── RECORDED INFORMATION
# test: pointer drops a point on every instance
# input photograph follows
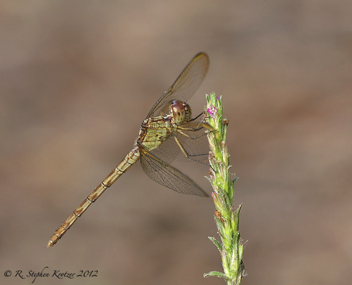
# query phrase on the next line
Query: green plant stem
(226, 216)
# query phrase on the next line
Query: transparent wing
(168, 176)
(186, 84)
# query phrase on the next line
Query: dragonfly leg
(187, 155)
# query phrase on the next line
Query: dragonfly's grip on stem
(120, 169)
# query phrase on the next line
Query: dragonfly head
(180, 111)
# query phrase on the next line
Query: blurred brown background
(77, 79)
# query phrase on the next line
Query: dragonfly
(167, 132)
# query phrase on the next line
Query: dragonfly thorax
(180, 112)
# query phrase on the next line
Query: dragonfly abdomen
(131, 158)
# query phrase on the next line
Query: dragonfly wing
(186, 84)
(168, 176)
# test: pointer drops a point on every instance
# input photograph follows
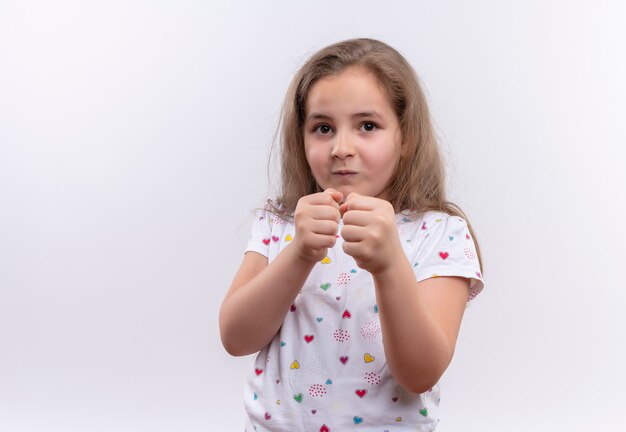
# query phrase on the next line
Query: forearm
(416, 347)
(253, 314)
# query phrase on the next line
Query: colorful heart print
(372, 378)
(317, 390)
(370, 330)
(360, 393)
(341, 335)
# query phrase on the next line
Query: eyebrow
(321, 116)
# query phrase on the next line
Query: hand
(317, 220)
(369, 232)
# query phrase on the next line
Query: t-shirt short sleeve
(448, 249)
(260, 233)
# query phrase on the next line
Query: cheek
(314, 156)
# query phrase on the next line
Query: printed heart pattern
(317, 390)
(326, 318)
(341, 335)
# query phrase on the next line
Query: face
(352, 137)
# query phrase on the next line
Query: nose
(343, 146)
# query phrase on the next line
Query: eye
(322, 129)
(368, 127)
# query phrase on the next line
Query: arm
(266, 292)
(420, 323)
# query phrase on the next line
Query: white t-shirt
(325, 370)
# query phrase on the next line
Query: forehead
(352, 90)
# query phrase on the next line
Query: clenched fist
(317, 219)
(369, 232)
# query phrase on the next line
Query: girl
(356, 277)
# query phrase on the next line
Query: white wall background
(134, 137)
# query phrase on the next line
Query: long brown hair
(419, 181)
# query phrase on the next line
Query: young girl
(356, 277)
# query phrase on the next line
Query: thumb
(337, 196)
────
- **EXERCISE INSTRUCTIONS**
All of the entries need to be transcribed word for word; pictures are left out.

- **THE REPLY**
# test: pointer drops a point on every instance
# input photograph follows
# query phrase on the next line
Query: green plant stem
(226, 216)
# query phrase on the next line
Query: transparent wing
(168, 176)
(186, 84)
# query phrase on the next line
Query: dragonfly leg
(187, 155)
# query phrase on the next line
Query: dragonfly's grip on stem
(120, 169)
# query phrase on the next line
Query: dragonfly head
(180, 111)
# query phrase on the next line
Query: blurred brown background
(77, 79)
# query phrase on the next line
Query: dragonfly
(167, 132)
# query phrase on the next line
Query: dragonfly thorax
(180, 112)
# query phrase on the next line
Query: dragonfly abdomen
(131, 158)
# query phrase on the next line
Query: dragonfly wing
(186, 84)
(168, 176)
# test: pointer drops a point on every instance
# input photograph follows
# query phrase on the next line
Query: forearm
(416, 347)
(253, 314)
# query phrase on the next line
Query: colorful heart print
(372, 378)
(317, 390)
(370, 330)
(360, 393)
(341, 335)
# query phrase on the next line
Query: eyebrow
(321, 116)
# query phrase on the next line
Query: hand
(317, 220)
(369, 232)
# query phrase on the next line
Query: t-shirt short sleeve
(448, 249)
(260, 233)
# query phrase on the next line
Query: cheek
(314, 156)
# query phrase on the next line
Query: printed heart pattern
(317, 390)
(326, 318)
(341, 335)
# query phrase on the next line
Query: face
(352, 137)
# query phrase on the next line
Query: nose
(343, 146)
# query phrase on the next line
Query: eye
(322, 129)
(368, 127)
# query phrase on the next line
Query: arm
(266, 292)
(420, 323)
# query phrase on the next line
Query: white t-shirt
(325, 370)
# query phrase on the next line
Query: forehead
(352, 90)
# query phrase on the next line
Query: clenched fist
(317, 219)
(369, 232)
# query phrase on the next line
Query: girl
(356, 277)
# query phrase on the next line
Query: white wall background
(134, 137)
# query phrase on the next line
Query: long brown hair
(419, 181)
# query phrase on the next line
Query: young girl
(356, 277)
# query phrase on the next line
Query: thumb
(337, 196)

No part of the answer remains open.